Start of Block

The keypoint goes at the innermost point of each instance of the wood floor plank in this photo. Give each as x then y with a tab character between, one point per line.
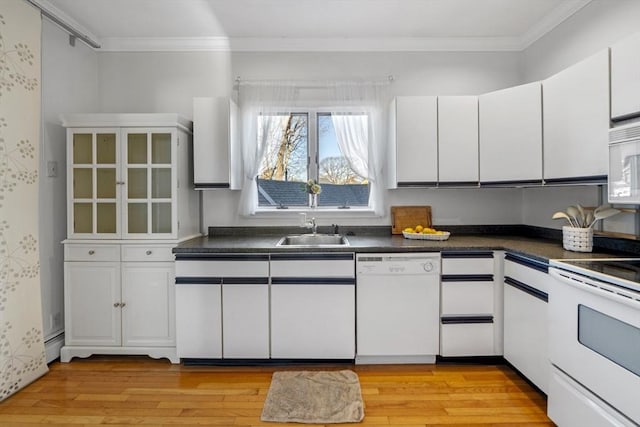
124	391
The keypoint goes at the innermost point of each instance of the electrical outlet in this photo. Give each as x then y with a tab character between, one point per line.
52	168
57	320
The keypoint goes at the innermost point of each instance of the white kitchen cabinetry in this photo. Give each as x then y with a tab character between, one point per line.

End of Block

[Brief]:
Once the pictures are set aside, copy the remaining text of every entry exactly.

[Result of the exercise]:
The keypoint goes at the innermost point of each instance of the wood floor plank in this photo. Give each as x then y with a tab character between, one point per line.
124	391
The keypoint goes at the innermost point of each instance of the electrical outlet in this photo. Give each as x then y with a tab character between, one point per line.
52	168
57	320
The keypoint goes at the innermost point of each instance of the white kitchen cabinetry in this photo. Give each as x then y with a tab character between, one point per line.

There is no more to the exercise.